===== SUPPLIED MATERIAL

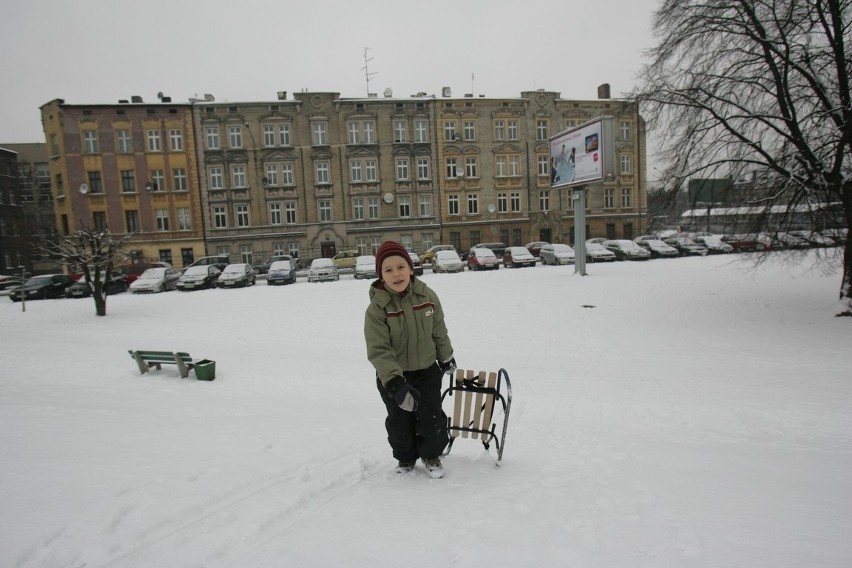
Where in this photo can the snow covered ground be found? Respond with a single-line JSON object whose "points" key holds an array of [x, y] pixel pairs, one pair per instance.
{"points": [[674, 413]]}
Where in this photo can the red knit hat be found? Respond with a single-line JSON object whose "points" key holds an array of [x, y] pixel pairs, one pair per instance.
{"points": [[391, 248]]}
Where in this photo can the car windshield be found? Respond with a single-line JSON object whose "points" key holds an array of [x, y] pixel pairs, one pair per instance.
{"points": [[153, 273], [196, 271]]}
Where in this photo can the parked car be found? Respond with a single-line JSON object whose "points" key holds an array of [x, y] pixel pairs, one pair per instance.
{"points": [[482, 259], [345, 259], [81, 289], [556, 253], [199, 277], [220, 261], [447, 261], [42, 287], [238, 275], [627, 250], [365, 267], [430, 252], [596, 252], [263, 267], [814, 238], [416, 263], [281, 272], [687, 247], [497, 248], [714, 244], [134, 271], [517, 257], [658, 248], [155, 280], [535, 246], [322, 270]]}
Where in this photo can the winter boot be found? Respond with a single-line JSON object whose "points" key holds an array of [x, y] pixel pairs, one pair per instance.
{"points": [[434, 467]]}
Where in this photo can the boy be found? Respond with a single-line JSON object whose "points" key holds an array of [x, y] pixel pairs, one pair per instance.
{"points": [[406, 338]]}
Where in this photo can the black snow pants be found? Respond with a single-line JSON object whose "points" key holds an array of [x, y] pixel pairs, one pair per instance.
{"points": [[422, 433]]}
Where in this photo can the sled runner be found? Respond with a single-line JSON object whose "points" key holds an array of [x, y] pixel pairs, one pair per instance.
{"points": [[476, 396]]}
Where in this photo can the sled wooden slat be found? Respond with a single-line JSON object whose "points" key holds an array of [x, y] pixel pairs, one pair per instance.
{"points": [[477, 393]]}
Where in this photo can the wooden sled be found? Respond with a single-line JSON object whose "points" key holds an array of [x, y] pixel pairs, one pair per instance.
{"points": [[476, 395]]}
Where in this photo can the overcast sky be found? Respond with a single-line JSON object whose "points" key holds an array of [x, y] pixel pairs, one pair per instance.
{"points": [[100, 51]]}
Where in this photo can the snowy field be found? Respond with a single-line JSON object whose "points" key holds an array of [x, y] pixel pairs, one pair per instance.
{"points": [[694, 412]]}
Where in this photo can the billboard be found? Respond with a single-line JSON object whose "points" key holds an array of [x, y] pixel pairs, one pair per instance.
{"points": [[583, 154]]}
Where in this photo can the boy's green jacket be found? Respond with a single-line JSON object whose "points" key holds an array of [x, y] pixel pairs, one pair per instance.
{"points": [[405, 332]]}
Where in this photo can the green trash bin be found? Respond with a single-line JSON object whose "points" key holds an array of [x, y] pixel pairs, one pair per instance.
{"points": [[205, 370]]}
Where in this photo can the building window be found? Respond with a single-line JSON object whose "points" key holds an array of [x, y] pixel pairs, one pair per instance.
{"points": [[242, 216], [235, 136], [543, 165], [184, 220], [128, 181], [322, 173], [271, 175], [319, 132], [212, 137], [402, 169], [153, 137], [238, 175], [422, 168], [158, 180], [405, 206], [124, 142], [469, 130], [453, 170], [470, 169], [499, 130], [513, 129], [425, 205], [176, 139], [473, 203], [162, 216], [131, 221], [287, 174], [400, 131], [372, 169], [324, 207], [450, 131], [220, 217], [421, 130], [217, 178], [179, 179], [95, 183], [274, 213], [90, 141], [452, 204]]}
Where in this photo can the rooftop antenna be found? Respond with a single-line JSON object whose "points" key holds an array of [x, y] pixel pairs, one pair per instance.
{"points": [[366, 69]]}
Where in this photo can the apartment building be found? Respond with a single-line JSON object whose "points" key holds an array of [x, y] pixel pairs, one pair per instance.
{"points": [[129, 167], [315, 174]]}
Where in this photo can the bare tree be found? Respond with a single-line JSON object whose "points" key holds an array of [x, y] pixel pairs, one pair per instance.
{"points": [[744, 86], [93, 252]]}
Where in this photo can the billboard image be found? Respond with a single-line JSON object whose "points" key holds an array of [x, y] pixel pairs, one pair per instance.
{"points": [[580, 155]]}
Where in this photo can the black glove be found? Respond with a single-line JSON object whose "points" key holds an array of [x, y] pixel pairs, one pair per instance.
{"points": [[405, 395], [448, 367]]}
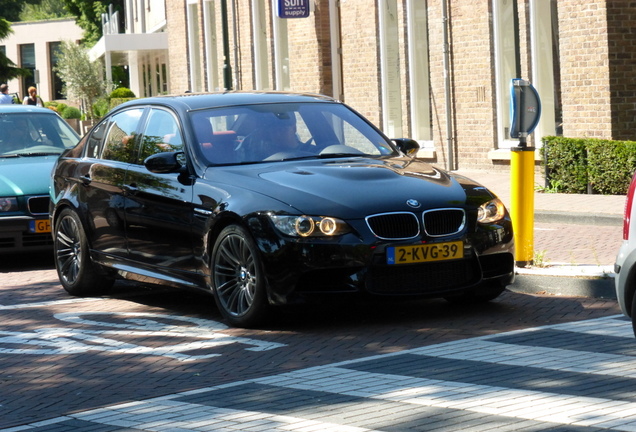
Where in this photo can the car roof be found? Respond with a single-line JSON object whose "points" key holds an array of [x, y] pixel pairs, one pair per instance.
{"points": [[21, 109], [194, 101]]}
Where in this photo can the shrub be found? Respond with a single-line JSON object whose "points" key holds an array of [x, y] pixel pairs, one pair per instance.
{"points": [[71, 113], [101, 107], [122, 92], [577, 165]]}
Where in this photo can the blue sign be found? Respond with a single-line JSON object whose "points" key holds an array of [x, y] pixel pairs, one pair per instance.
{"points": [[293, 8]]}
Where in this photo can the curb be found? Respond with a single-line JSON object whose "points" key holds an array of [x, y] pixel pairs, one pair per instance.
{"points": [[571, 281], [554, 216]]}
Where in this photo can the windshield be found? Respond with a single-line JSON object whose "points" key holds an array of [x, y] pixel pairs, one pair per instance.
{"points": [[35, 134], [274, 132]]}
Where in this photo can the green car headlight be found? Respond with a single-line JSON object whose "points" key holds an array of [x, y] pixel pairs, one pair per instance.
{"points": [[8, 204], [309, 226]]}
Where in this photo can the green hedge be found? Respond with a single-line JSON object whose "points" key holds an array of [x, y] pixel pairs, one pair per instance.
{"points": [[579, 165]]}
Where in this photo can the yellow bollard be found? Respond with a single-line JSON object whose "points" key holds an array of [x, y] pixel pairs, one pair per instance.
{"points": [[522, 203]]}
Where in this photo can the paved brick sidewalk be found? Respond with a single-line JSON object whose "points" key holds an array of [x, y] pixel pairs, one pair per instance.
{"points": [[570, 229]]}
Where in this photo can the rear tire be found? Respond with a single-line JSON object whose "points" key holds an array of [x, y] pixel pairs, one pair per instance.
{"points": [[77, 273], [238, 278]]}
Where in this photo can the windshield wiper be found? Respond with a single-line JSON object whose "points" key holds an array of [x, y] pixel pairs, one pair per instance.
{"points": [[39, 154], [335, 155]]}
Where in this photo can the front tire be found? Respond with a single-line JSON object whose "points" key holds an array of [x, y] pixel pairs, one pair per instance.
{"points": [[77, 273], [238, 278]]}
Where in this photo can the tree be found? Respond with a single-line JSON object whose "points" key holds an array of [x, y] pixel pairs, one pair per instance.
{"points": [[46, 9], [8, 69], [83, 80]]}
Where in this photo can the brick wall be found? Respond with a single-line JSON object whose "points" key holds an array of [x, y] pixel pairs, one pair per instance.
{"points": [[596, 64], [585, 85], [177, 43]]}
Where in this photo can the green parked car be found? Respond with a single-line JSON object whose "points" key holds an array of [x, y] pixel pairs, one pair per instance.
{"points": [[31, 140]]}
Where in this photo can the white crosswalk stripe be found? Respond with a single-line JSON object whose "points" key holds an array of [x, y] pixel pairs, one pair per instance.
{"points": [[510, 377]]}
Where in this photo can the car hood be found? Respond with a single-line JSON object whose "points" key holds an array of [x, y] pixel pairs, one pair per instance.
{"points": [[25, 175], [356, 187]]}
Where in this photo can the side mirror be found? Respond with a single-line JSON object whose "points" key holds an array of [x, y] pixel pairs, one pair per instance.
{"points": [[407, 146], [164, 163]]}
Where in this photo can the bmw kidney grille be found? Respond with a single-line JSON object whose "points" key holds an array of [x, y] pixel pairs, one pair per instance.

==========
===== SUPPLIED MATERIAL

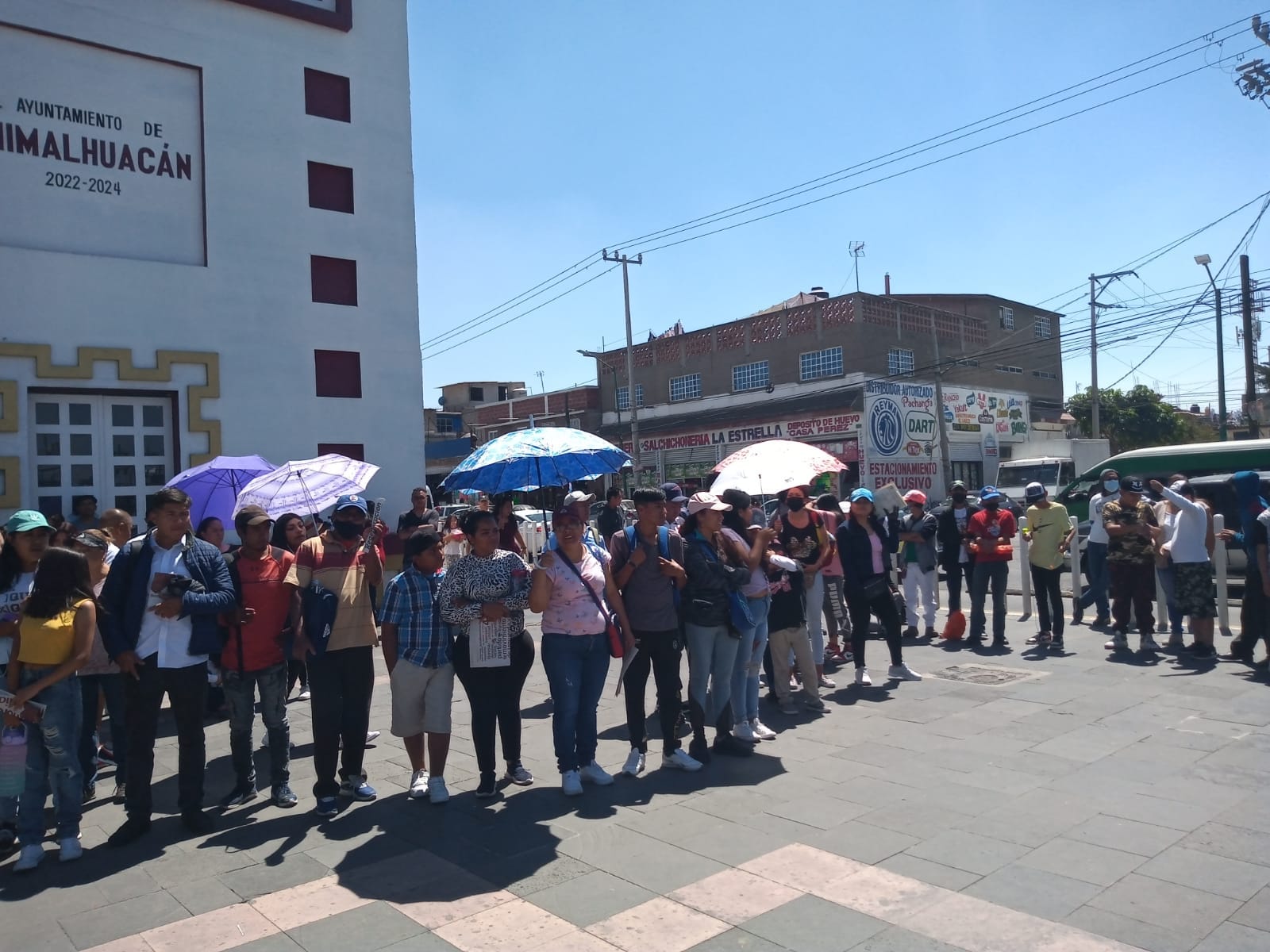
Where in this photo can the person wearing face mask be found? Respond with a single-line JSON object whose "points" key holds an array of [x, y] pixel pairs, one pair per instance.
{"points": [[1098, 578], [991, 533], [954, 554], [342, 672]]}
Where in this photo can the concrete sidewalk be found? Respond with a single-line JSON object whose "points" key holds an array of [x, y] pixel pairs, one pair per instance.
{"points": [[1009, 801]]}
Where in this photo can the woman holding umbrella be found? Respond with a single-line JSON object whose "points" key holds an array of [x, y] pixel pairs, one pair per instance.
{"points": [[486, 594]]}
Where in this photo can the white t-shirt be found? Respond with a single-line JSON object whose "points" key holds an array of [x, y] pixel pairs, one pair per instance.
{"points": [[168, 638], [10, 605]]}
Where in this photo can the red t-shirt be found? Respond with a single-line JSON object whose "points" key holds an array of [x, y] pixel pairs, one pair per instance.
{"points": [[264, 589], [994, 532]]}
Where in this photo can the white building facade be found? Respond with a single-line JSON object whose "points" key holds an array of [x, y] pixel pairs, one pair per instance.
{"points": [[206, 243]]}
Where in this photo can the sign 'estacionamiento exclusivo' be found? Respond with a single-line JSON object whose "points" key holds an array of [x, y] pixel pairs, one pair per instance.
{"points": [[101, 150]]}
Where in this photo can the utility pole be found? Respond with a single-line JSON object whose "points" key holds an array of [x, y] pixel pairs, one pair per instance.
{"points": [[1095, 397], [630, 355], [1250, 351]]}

==========
===== SUPPLIED MATERIAL

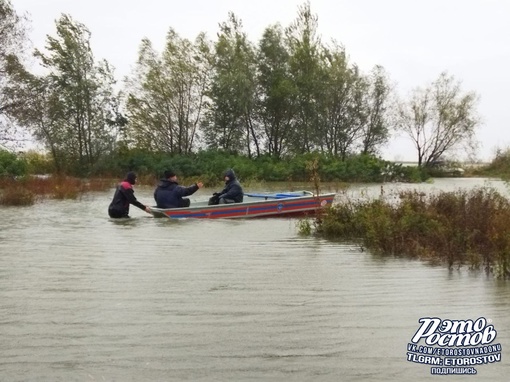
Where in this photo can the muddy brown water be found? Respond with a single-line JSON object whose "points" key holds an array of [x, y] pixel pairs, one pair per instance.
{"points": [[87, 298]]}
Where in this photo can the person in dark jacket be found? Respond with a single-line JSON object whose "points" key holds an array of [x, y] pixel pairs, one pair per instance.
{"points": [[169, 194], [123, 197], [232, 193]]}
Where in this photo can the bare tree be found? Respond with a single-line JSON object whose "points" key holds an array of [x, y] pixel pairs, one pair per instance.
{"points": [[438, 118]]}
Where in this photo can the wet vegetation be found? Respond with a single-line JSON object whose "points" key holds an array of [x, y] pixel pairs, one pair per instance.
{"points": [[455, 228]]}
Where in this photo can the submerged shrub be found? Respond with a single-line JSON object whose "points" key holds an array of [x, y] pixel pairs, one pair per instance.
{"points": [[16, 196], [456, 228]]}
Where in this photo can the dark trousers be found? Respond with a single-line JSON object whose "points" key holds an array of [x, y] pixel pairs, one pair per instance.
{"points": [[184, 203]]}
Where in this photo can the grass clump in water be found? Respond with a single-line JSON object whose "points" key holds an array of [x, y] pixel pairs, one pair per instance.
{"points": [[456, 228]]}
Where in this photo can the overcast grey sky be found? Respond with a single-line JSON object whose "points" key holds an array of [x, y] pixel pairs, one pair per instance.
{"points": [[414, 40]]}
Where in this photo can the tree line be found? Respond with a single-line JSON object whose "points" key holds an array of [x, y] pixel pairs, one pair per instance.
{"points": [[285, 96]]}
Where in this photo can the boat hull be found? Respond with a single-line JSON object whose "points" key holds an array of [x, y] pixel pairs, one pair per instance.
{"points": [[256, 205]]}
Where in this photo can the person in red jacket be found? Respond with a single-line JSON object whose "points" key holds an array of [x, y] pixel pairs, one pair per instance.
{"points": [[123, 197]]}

==========

For this exercise, repeat exactly the lines of the data above from the one with "Where in this photo can the white crosswalk" down to the one with "Where in this photo can the bmw", both end lines included.

REPLY >>
Where in this photo can the white crosswalk stripe be found? Respond with a single-line JSON object whose "points" key holds an array of [x, y] pixel pairs, one pair per instance.
{"points": [[510, 377]]}
Where in this photo can the car hood be found? Respond with a single-line JSON object whose "points" key holds an array of [x, y] pixel pairs, one pair per instance.
{"points": [[25, 175], [356, 187]]}
Where in this photo can the side mirror be found? Respond with a single-line JSON object whose "points" key holds an array of [x, y] pixel pairs, one pair per instance.
{"points": [[407, 146], [164, 163]]}
Where in this photo can the bmw kidney grille be found? Respond with a single-line JSON object whose "points" key holds an array of [x, y] pixel pairs, one pair per instance.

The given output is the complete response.